Extracted data entries:
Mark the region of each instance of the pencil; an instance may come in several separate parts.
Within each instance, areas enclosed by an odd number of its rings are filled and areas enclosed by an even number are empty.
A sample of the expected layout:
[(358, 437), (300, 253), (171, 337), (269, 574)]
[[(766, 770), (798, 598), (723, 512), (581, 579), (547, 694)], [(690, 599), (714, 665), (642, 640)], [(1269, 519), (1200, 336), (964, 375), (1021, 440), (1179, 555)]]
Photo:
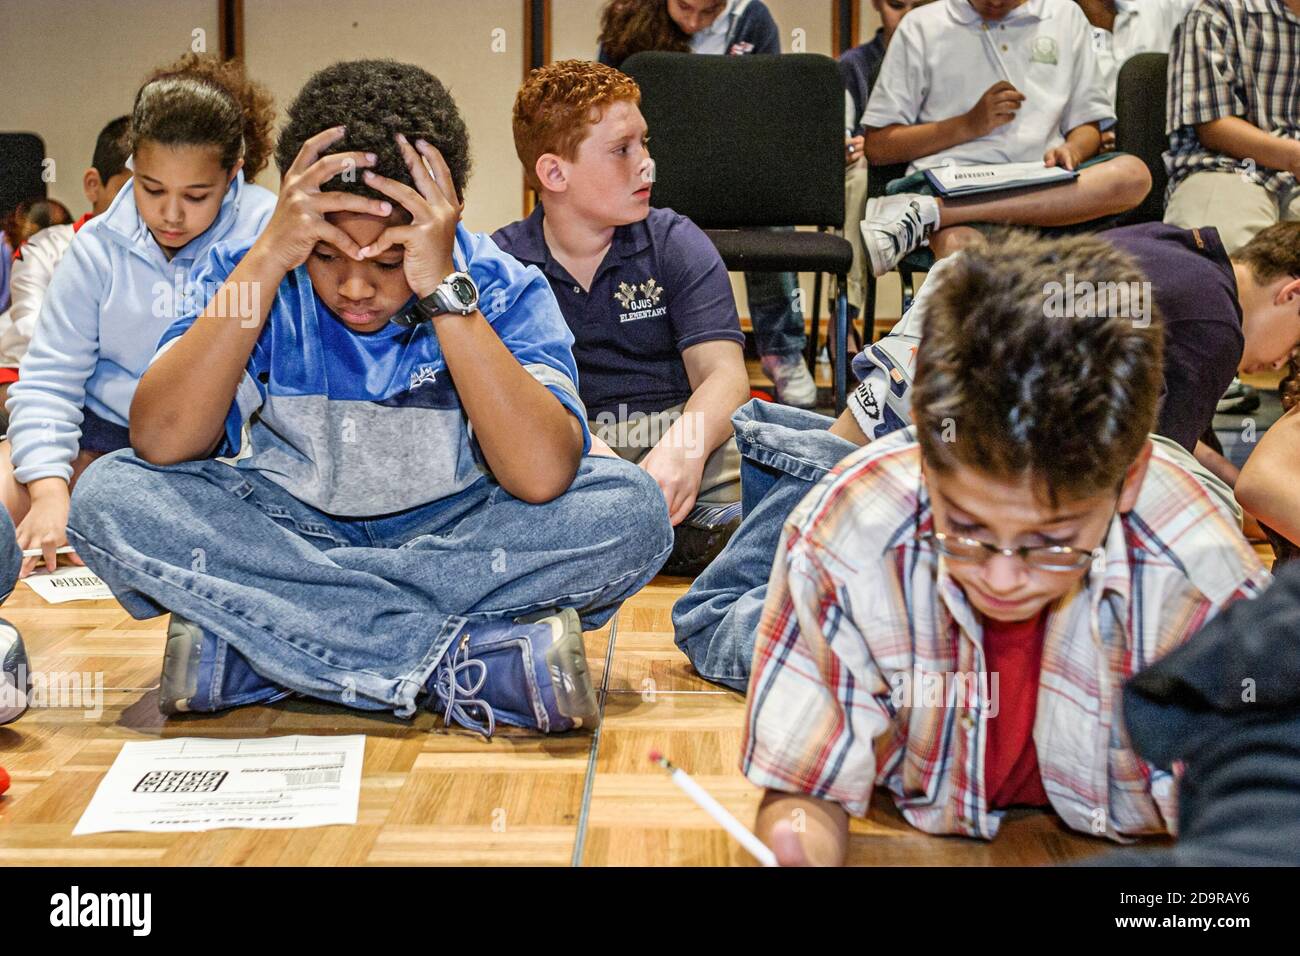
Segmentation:
[[(75, 549), (72, 548), (70, 545), (66, 545), (66, 544), (65, 544), (65, 545), (64, 545), (63, 547), (61, 547), (61, 548), (55, 548), (55, 549), (54, 549), (54, 553), (55, 553), (55, 554), (72, 554), (72, 552), (73, 552), (74, 550), (75, 550)], [(40, 557), (41, 555), (43, 555), (44, 553), (45, 553), (45, 552), (42, 551), (40, 548), (27, 548), (27, 549), (25, 549), (25, 550), (23, 551), (23, 557), (24, 557), (24, 558), (39, 558), (39, 557)]]
[(679, 767), (674, 767), (668, 762), (667, 758), (657, 750), (650, 751), (650, 759), (667, 770), (672, 775), (673, 783), (681, 787), (682, 791), (685, 792), (688, 797), (698, 803), (701, 810), (713, 817), (713, 819), (718, 822), (718, 825), (730, 833), (736, 839), (737, 843), (749, 851), (750, 855), (753, 856), (754, 859), (758, 860), (758, 862), (762, 863), (764, 866), (779, 865), (776, 862), (776, 854), (772, 852), (771, 848), (758, 837), (754, 836), (754, 834), (750, 832), (743, 823), (732, 816), (731, 812), (727, 810), (726, 807), (713, 799), (713, 797), (709, 795), (708, 791), (691, 778), (690, 774)]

— WHAT THE TASK REQUIRES —
Go to the line that contains "A sample of" and copy it and every line after it through the end of the entries, exactly, without the pictures.

— EXERCISE SOLUTION —
A sample of the expected layout:
[(358, 437), (300, 253), (171, 337), (269, 574)]
[[(766, 770), (798, 598), (723, 512), (581, 579), (547, 694)], [(690, 599), (714, 665), (642, 640)], [(1269, 519), (1200, 336), (964, 375), (1021, 440), (1179, 555)]]
Photo:
Segmentation:
[[(75, 549), (72, 548), (70, 545), (66, 545), (66, 544), (65, 544), (65, 545), (64, 545), (63, 547), (61, 547), (61, 548), (55, 548), (55, 549), (54, 549), (54, 553), (55, 553), (55, 554), (72, 554), (72, 552), (73, 552), (74, 550), (75, 550)], [(40, 557), (41, 555), (43, 555), (44, 553), (45, 553), (45, 552), (42, 551), (40, 548), (27, 548), (27, 549), (25, 549), (25, 550), (23, 551), (23, 557), (24, 557), (24, 558), (39, 558), (39, 557)]]
[(679, 767), (674, 767), (668, 762), (667, 758), (657, 750), (650, 751), (650, 759), (667, 770), (672, 775), (673, 783), (681, 787), (682, 791), (685, 792), (688, 797), (698, 803), (701, 810), (713, 817), (713, 819), (718, 822), (718, 825), (730, 833), (736, 839), (737, 843), (749, 851), (750, 855), (753, 856), (754, 859), (758, 860), (758, 862), (762, 863), (764, 866), (779, 865), (776, 862), (776, 854), (772, 852), (771, 848), (758, 837), (754, 836), (754, 834), (750, 832), (743, 823), (732, 816), (731, 812), (727, 810), (726, 807), (713, 799), (713, 797), (709, 795), (708, 791), (691, 778), (690, 774)]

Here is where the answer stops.